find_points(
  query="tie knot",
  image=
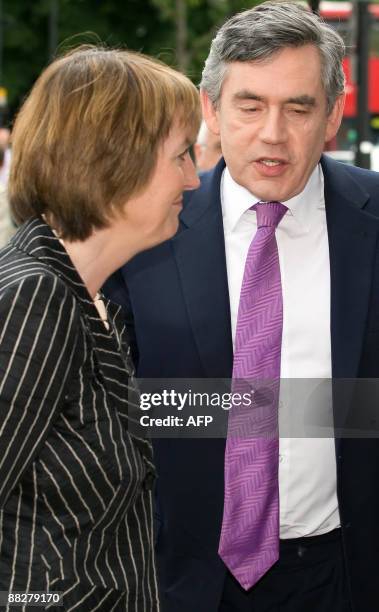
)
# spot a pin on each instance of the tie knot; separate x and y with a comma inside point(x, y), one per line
point(269, 214)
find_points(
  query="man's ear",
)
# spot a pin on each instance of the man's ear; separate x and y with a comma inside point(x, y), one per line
point(335, 118)
point(210, 114)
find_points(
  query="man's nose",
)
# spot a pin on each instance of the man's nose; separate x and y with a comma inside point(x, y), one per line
point(191, 180)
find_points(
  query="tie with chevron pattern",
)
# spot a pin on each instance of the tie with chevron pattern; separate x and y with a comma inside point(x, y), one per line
point(249, 542)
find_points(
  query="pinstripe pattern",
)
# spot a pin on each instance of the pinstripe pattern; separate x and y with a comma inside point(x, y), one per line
point(75, 486)
point(249, 543)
* * *
* **PROBLEM REQUIREMENTS**
Reproduce all entries without any change, and omit the pictures.

* **TASK ANSWER**
find_points(
  query="tie knot",
  image=
)
# spot a pin on each instance of the tie knot; separate x and y with a comma inside point(x, y), one per line
point(269, 214)
find_points(
  query="man's ear",
)
# spot a pin on each instance of the man's ear; separate x and y with a comma inside point(x, y), one per line
point(335, 118)
point(210, 114)
find_points(
  query="man's nose",
)
# spot a pin on each instance of the man's nose; separate x and y with a comma inside point(x, y), one per line
point(191, 180)
find_points(
  query="tie with chevron pattern",
)
# spot a pin on each instance of the tie with chevron pattern; separate x and y with a comma inside point(x, y), one per line
point(249, 542)
find_points(
  query="pinstripe pattern",
)
# spot a pin on each instance of the pinstripe pattern; separate x and y with a comma inside point(x, y), one per line
point(75, 486)
point(249, 543)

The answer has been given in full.